> **Extracted text**
● ● ● ●
Mitsuhiro Matsunaga

Personal information
- Born: Mitsuhiro Matsunaga March 24, 1966 (age 60) Chita, Aichi, Japan

Professional wrestling career
- Ring name: Mitsuhiro Matsunaga
- Billed height: 5 ft 11 in (1.80 m)
- Billed weight: 231 lb (105 kg)
- Billed from: Chita, Aichi, Japan
- Trained by: Masashi Aoyagi
- Debut: October 6, 1989
- Retired: December 23, 2009

= Mitsuhiro Matsunaga =

Japanese retired professional wrestler (born 1966)

Mitsuhiro Matsunaga (松永 光広, Matsunaga Mitsuhiro) is a Japanese retired professional wrestler best known for his deathmatch wrestling style, having competed in memorable deathmatches in Big Japan Pro Wrestling (BJW), Frontier Martial-Arts Wrestling (FMW) and Wrestling International New Generations (W*ING). He is renowned for participating in the first-ever deathmatch in Japanese wrestling history on December 10, 1989 and is also credited for participating in a Piranha Deathmatch against Kendo Nagasaki on August 19, 1996, which has been considered to be the most popular and greatest deathmatch in Japanese wrestling history by wrestling journalists and many sports websites and Matsunaga has received critical acclaim for his performance.
● ● ● ●
> **Tasks to perform**
**A.** In one to three sentences, explain why the Mitsuhiro Matsunaga profile says he is best known for his deathmatch wrestling style.
**B.** Write the next part of the Mitsuhiro Matsunaga profile, starting after its final sentence.

> **Supplied material**
● ● ● ●
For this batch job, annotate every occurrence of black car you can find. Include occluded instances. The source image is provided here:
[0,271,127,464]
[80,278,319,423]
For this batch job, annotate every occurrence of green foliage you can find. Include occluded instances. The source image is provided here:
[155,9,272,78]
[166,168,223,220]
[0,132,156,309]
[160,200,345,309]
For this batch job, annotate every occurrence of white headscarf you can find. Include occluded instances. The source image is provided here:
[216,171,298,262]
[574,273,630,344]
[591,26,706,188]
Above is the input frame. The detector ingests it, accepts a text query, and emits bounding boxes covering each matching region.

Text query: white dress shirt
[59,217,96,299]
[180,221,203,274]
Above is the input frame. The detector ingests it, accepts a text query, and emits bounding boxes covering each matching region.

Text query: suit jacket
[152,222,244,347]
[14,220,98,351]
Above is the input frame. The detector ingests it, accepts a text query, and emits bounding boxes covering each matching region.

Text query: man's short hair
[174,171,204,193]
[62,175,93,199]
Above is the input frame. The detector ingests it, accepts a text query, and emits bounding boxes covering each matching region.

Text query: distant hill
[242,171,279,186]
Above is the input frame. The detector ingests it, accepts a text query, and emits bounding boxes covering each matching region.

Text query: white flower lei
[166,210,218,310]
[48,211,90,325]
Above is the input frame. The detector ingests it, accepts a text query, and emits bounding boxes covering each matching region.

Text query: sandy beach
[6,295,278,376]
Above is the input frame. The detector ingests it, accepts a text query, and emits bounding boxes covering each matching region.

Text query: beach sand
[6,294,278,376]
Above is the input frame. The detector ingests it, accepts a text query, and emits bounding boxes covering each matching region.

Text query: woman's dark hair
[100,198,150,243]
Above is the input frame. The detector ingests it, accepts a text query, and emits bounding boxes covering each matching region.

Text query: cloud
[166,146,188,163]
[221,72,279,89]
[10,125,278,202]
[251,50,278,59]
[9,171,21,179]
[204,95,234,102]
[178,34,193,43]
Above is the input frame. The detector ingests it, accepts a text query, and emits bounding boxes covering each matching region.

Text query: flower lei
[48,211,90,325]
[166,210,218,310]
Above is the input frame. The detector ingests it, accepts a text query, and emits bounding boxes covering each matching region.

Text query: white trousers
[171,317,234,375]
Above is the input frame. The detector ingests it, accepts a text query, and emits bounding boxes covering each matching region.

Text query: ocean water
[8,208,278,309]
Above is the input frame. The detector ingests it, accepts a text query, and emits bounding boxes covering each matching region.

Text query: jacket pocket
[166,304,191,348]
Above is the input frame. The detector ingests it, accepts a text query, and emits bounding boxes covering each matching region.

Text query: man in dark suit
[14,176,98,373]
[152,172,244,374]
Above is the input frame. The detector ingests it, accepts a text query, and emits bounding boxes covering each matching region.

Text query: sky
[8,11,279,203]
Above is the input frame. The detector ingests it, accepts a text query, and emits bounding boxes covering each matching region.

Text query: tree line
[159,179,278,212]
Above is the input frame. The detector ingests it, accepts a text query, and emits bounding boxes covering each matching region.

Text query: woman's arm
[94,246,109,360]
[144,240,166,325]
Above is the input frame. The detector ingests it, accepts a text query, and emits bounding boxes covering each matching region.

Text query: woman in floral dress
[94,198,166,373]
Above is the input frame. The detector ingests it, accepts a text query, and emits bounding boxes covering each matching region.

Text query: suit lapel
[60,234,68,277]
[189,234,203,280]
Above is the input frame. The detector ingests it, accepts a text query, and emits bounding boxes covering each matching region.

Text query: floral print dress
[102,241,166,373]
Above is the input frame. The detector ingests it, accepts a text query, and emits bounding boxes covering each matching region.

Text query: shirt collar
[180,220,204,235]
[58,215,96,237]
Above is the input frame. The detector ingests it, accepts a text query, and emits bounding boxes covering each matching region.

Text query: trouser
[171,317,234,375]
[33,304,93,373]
● ● ● ●
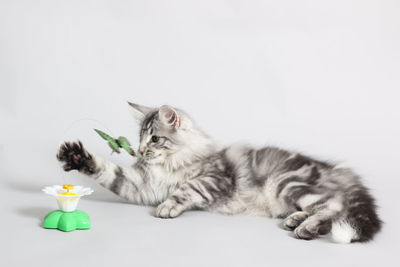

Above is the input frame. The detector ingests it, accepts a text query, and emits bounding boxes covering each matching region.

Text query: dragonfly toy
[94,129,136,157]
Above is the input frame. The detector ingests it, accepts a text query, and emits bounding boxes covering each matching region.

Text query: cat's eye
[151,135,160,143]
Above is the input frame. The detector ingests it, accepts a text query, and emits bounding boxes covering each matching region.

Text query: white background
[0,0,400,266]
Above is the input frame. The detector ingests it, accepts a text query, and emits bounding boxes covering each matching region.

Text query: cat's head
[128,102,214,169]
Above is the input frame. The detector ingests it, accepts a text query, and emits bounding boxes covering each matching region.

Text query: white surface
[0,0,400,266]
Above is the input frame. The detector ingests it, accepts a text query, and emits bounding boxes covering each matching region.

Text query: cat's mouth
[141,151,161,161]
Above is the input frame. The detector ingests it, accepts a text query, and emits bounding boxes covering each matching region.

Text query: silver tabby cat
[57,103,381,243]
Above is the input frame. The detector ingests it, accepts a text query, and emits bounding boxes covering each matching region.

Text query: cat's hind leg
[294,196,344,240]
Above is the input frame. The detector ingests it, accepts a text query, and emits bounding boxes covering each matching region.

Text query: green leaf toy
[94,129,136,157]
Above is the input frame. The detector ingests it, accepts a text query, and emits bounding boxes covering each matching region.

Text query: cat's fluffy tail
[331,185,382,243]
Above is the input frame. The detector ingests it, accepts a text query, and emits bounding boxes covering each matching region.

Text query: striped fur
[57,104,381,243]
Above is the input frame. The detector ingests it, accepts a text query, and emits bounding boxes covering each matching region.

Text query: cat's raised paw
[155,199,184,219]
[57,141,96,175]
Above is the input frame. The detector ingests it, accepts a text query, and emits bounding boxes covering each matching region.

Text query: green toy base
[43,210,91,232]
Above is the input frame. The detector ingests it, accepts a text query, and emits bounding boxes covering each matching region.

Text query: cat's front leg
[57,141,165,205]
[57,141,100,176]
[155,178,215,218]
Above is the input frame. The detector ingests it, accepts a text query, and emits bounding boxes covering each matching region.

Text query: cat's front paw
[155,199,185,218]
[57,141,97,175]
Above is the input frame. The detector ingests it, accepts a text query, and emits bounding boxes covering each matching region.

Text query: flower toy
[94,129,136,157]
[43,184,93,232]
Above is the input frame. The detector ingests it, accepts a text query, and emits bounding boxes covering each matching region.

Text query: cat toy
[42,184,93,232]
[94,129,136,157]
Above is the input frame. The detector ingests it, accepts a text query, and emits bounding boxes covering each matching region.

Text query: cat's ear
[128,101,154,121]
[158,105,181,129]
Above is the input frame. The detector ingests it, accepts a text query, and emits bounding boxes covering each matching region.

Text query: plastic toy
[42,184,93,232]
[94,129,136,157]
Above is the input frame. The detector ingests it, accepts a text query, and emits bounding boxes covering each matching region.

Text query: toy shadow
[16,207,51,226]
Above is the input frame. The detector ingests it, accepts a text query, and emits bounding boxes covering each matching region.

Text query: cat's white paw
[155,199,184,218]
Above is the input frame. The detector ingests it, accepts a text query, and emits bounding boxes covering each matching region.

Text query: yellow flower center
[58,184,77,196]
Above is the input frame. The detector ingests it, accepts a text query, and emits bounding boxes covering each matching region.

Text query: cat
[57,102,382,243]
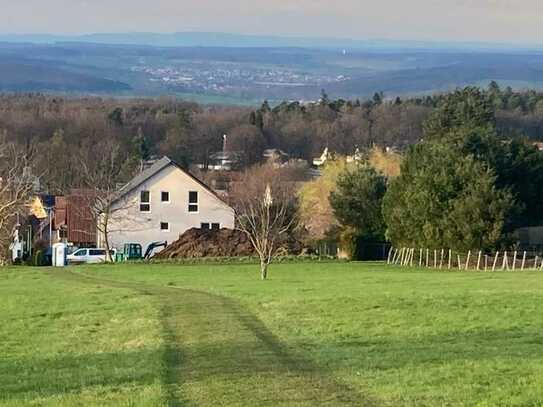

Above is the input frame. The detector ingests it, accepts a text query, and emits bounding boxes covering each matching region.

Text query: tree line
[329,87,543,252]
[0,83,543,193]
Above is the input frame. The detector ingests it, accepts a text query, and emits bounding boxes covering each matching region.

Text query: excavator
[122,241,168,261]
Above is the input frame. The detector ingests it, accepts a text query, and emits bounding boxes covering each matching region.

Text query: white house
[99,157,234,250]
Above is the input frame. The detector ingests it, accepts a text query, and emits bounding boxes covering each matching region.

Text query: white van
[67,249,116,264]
● ● ● ●
> **Results for the exercise**
**A.** He competed in memorable deathmatches in Big Japan Pro Wrestling (BJW), Frontier Martial-Arts Wrestling (FMW), and Wrestling International New Generations (W*ING).

**B.**
Matsunaga began his career in FMW where he specialized in the deathmatch wrestling style and adopted it as his own trademark style. He competed in many infamous deathmatches in W*ING and high-profile feuds with Mr. Pogo, Freddy Krueger and Leatherface in many successful deathmatches earned him the moniker of "Mr. Danger". After working as W*ING's ace from 1992-1993, Matsunaga left the company and returned to FMW where he headlined the successful 1993 Year End Spectacular event against Atsushi Onita. After an alliance with Onita, Matsunaga formed the W*ING Alliance to feud with FMW and avenge the demise of W*ING from FMW. Initially considered to be Onita's successor as FMW's ace, Matsunaga was demoted from his role and failed to gain prominence in FMW and ultimately quit the company in 1996. He then joined BJW and helped the promotion revolutionize in deathmatch wrestling and became a two-time Deathmatch Heavyweight Champion in the company before quitting in 2001.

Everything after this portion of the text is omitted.